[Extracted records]

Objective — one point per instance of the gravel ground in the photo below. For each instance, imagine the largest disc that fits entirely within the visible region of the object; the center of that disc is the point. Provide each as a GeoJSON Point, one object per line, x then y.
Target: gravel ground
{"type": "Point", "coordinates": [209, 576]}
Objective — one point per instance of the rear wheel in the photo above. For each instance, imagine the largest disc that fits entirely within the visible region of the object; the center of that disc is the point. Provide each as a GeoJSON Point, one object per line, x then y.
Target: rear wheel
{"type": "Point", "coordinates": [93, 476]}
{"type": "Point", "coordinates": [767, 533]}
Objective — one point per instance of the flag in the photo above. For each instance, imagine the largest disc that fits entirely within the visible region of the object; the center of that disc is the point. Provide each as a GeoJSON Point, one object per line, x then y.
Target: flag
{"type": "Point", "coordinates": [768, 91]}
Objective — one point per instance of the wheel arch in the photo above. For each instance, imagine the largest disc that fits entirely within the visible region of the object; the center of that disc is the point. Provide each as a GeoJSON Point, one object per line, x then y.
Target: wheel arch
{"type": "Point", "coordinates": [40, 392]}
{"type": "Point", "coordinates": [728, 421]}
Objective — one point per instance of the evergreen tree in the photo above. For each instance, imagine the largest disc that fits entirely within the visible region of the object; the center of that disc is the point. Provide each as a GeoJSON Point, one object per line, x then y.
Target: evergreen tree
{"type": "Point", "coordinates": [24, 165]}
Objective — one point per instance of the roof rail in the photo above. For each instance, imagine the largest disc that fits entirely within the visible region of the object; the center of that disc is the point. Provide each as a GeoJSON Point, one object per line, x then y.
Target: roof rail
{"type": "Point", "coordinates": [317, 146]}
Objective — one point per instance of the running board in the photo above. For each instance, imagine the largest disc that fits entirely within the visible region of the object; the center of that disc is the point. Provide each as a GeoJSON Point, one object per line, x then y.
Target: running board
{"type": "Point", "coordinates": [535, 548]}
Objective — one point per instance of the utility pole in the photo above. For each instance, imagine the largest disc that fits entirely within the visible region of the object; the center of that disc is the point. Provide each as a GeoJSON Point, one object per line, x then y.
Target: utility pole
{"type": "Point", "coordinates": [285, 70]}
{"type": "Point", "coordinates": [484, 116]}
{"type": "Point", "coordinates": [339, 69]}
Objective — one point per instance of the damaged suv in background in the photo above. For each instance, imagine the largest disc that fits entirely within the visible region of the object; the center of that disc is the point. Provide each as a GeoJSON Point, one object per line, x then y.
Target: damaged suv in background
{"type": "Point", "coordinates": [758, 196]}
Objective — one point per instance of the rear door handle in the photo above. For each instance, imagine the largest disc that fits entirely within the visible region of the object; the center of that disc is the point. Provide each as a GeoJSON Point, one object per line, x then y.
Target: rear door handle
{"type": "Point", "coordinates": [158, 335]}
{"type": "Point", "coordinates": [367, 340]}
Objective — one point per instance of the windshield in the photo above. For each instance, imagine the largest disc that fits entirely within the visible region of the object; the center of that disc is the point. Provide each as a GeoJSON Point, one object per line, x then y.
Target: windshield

> Set task
Update the records by replacing every "disc" with "circle" and leaving everything else unchanged.

> Result for this task
Objective — one point per instance of the gravel ground in the photo below. For each instance, imagine the largest circle that fits entirely within the visible region of the object; the center of that circle is the point. Provide each as a GeoJSON Point, one object per line, x then y.
Target: gravel ground
{"type": "Point", "coordinates": [209, 576]}
Objective — one point per instance of the rear wheel in the photo above. For each instance, imagine the largest circle that fits entirely within the visible region of the object; the center of that circle is the point. Provide each as a GeoJSON Point, one object per line, x then y.
Target: rear wheel
{"type": "Point", "coordinates": [93, 476]}
{"type": "Point", "coordinates": [767, 533]}
Objective — one point per instance of the flag in the photo above. For each instance, imagine the largest circle that fits entirely within the visible region of the object; the center of that circle is the point. Provide each as a GeoJSON Point, one object per line, x then y.
Target: flag
{"type": "Point", "coordinates": [768, 91]}
Objective — one point per instance of the wheel arch in the photo above. For each instance, imagine the largest circle that fits entirely within the visible region of the object; the center of that circle is the point. Provide each as a GeoJSON Point, one object per line, x then y.
Target: wheel arch
{"type": "Point", "coordinates": [40, 392]}
{"type": "Point", "coordinates": [728, 421]}
Objective — one point per instance of the evergreen tree in the photo above. For each instance, imagine the largest circle that fits entirely within the visible region of the object; the center of that circle is the point. Provide each as a GeoJSON Point, one object per line, x then y.
Target: evergreen tree
{"type": "Point", "coordinates": [24, 165]}
Objective — one point per instance of the roof rail in the photo above. For each instance, imagine the largest circle that fits entirely within the visible region of the object; the center of that circle is the point. Provide each as a GeoJSON Point, one object per line, x then y.
Target: roof rail
{"type": "Point", "coordinates": [317, 146]}
Objective — one point per instance of the running board in the photo above. For each instance, imagine the largest circle that fits entirely within the visible region of the object; the center of that circle is the point. Provide each as a GeoJSON Point, one object per line, x then y.
Target: running board
{"type": "Point", "coordinates": [535, 548]}
Objective — one point per instance of the utility pole in the photo above. For each instance, imagine the largest circle that fits entirely within the visible region of the object; the center of that circle is the point. Provide each as a GeoJSON Point, one object per line, x then y.
Target: utility pole
{"type": "Point", "coordinates": [285, 70]}
{"type": "Point", "coordinates": [484, 116]}
{"type": "Point", "coordinates": [339, 69]}
Objective — one point per instance of the damaged suv in background in the photo above. For each instance, imagine the largest circle that fits entirely within the visible region of the object; the center of that circle is the point. Provide each as a GeoJSON Point, one object per line, x then y.
Target: damaged suv in background
{"type": "Point", "coordinates": [758, 196]}
Objective — one point per instance of the rear door handle in the photo above. For each instance, imagine the largest circle that fits entirely within the visible region of the object; the center of that circle is the point. Provide each as a GeoJSON Point, one object per line, x then y.
Target: rear door handle
{"type": "Point", "coordinates": [158, 335]}
{"type": "Point", "coordinates": [367, 340]}
Objective — one point per instance of the windshield in the photo above. For each instance, imagine the largest circle that fits entirely within the visible region of the object; the center of that circle is the point. Provide each as a GeoJSON Point, one object per line, x then y.
Target: windshield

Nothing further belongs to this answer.